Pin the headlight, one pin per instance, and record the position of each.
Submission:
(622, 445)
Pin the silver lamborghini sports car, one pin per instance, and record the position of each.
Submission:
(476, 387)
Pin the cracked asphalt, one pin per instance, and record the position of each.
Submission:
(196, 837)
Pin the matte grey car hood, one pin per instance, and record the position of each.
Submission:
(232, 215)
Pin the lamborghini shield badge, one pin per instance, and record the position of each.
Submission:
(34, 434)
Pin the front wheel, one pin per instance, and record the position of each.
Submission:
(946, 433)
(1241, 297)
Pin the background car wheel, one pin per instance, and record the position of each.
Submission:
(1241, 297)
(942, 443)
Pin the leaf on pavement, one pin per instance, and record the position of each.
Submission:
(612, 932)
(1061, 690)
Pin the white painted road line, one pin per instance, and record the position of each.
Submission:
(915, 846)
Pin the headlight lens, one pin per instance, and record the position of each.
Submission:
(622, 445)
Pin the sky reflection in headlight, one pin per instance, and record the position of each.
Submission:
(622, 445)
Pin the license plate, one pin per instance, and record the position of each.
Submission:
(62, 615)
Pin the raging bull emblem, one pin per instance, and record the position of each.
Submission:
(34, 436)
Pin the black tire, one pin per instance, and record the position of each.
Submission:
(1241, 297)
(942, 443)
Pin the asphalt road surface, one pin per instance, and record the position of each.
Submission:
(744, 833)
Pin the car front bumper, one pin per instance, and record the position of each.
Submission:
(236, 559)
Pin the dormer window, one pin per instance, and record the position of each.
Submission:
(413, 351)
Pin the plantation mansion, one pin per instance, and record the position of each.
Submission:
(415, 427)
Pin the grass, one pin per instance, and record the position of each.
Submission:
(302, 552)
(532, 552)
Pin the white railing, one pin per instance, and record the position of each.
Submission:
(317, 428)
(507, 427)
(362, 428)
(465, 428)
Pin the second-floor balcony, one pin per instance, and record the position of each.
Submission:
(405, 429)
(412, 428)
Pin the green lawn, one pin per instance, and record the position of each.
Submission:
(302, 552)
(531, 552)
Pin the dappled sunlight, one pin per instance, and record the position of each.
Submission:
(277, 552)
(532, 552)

**What this task involves**: Exactly reproduce the lines that run from the line with "Pin the front" through the last line of the records, inclusive.

**Solved exercise**:
Pin the front wheel, one pin per instance, and record the position of each.
Submission:
(946, 433)
(1241, 297)
Pin the background car wheel, one pin per instance, and record the position of each.
Submission:
(1241, 297)
(942, 443)
Pin the leaf on pavement, one pin per instance, and record the position of each.
Submission:
(612, 932)
(1061, 690)
Pin the white painted road line, one pin per instance, and record the position of each.
Submission:
(915, 846)
Pin the headlight lens, one pin per instance, and record the position of each.
Submission:
(622, 445)
Pin the sky reflection in headlight, one pin per instance, and record the position of each.
Submission:
(622, 445)
Pin the license plate, one pin per instance, and record the position of each.
Submission:
(62, 615)
Pin the raging bull emblem, one pin per instance, and record the position of each.
Submission:
(34, 436)
Pin the black tire, one pin per instance, and record the position of each.
Submission:
(1241, 297)
(942, 443)
Pin the asphalt road surface, one pin per instance, and record the position of each.
Submission:
(744, 833)
Pin the car front bumper, one pin per instance, and record the position of each.
Submission:
(236, 559)
Pin the dormer window, one pin per instance, and record the position of each.
Submission:
(413, 351)
Pin the plantation mansion, one pin per instance, and record the position of each.
Submission:
(415, 427)
Pin the grass, one pin per instance, and record the position of each.
Submission:
(302, 552)
(532, 552)
Pin the white railing, one pin per instance, and record the position of each.
Submission:
(317, 428)
(507, 427)
(362, 428)
(465, 428)
Pin the second-floor balcony, one pin per instance, and record the position of each.
Submission:
(405, 429)
(412, 428)
Pin the green lawn, one pin per instance, and record the position of each.
Submission:
(302, 552)
(531, 552)
Pin the dappled sunlight, one pin per instance, and record the position of each.
Submission:
(277, 552)
(532, 552)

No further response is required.